> Requirement: Format the listing below as a Markdown table with the columns Line No. and Content, numbering each line in order and omitting blank lines.

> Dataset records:

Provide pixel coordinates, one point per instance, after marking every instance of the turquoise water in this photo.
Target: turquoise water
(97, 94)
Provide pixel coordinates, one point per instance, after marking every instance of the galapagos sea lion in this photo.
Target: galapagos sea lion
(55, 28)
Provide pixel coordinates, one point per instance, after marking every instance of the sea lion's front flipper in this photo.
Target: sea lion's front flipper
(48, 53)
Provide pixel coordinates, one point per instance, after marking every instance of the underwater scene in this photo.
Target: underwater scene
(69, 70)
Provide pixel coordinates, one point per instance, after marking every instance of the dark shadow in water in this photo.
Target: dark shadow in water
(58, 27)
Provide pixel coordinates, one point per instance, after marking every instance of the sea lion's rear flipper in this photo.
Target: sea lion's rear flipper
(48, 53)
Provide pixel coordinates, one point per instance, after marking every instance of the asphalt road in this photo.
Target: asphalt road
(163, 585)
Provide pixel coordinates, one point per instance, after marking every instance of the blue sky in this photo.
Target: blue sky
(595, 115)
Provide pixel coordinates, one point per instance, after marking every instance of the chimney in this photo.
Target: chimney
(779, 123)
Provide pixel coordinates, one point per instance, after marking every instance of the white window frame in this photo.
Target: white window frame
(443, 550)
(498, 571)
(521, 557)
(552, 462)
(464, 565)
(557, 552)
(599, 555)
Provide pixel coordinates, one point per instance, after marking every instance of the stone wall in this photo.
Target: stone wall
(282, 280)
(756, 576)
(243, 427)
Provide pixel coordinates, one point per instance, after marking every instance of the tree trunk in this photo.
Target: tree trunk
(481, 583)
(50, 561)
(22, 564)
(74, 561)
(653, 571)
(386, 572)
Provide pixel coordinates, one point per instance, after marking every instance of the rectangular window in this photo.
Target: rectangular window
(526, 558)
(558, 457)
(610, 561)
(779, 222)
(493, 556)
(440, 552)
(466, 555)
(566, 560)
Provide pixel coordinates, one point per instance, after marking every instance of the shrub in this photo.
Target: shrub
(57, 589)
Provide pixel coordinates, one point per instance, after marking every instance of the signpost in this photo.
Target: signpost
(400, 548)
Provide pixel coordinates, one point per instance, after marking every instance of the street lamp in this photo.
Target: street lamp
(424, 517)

> Expected answer:
| Line No. | Content |
|---|---|
| 1 | Provide pixel coordinates, one point per instance, after marking every instance of the turquoise water in this photo. |
| 2 | Target: turquoise water |
| 3 | (97, 94) |
| 4 | Provide pixel coordinates, one point per instance, after marking every instance of the galapagos sea lion in this photo. |
| 5 | Target: galapagos sea lion |
| 6 | (55, 28) |
| 7 | Provide pixel coordinates, one point per instance, after marking every instance of the sea lion's front flipper in this photo. |
| 8 | Target: sea lion's front flipper |
| 9 | (48, 53) |
| 10 | Provide pixel coordinates, one point per instance, after marking every instance of the underwater scene in this photo. |
| 11 | Target: underwater scene |
| 12 | (69, 70) |
| 13 | Provide pixel coordinates, one point per instance, after marking every instance of the dark shadow in water in this photo. |
| 14 | Target: dark shadow in water |
| 15 | (58, 27) |
| 16 | Provide pixel coordinates, one point per instance, after marking every instance of the sea lion's rear flipper in this photo. |
| 17 | Target: sea lion's rear flipper |
| 18 | (48, 53) |
| 19 | Provide pixel coordinates, one point per instance, after marking every instance of the asphalt road in this photo. |
| 20 | Target: asphalt road |
| 21 | (163, 585) |
| 22 | Provide pixel coordinates, one point per instance, after marking every instance of the blue sky in this photo. |
| 23 | Target: blue sky |
| 24 | (595, 115) |
| 25 | Provide pixel coordinates, one point per instance, after marking every instance of the chimney in this photo. |
| 26 | Target: chimney |
| 27 | (779, 123) |
| 28 | Provide pixel coordinates, one point per instance, after marking every instance of the white window frame in this photo. |
| 29 | Target: white window frame |
| 30 | (443, 550) |
| 31 | (498, 571) |
| 32 | (521, 557) |
| 33 | (552, 462) |
| 34 | (464, 565) |
| 35 | (557, 552) |
| 36 | (599, 555) |
| 37 | Provide pixel coordinates, one point per instance, after marking every instance of the stone wall in this photo. |
| 38 | Target: stone wall |
| 39 | (282, 280) |
| 40 | (756, 576) |
| 41 | (243, 427) |
| 42 | Provide pixel coordinates, one point per instance, after marking every instance of the tree trunk in this photo. |
| 43 | Target: tree trunk |
| 44 | (481, 583) |
| 45 | (50, 561) |
| 46 | (22, 564) |
| 47 | (74, 561) |
| 48 | (653, 571) |
| 49 | (386, 572) |
| 50 | Provide pixel coordinates, one point per instance, after marking every instance of the rectangular window in this photo. |
| 51 | Target: rectangular window |
| 52 | (526, 558) |
| 53 | (558, 457) |
| 54 | (610, 561) |
| 55 | (779, 222) |
| 56 | (493, 556) |
| 57 | (440, 552) |
| 58 | (466, 555) |
| 59 | (566, 560) |
| 60 | Provide pixel coordinates, one point per instance, after marking every instance of the shrub in this photo. |
| 61 | Target: shrub |
| 62 | (57, 589) |
| 63 | Provide pixel coordinates, one point per instance, after marking every instance of the signpost in this photo. |
| 64 | Target: signpost |
| 65 | (400, 548) |
| 66 | Provide pixel coordinates, one point per instance, after marking every instance of the street lamp in this photo. |
| 67 | Target: street lamp |
| 68 | (424, 517) |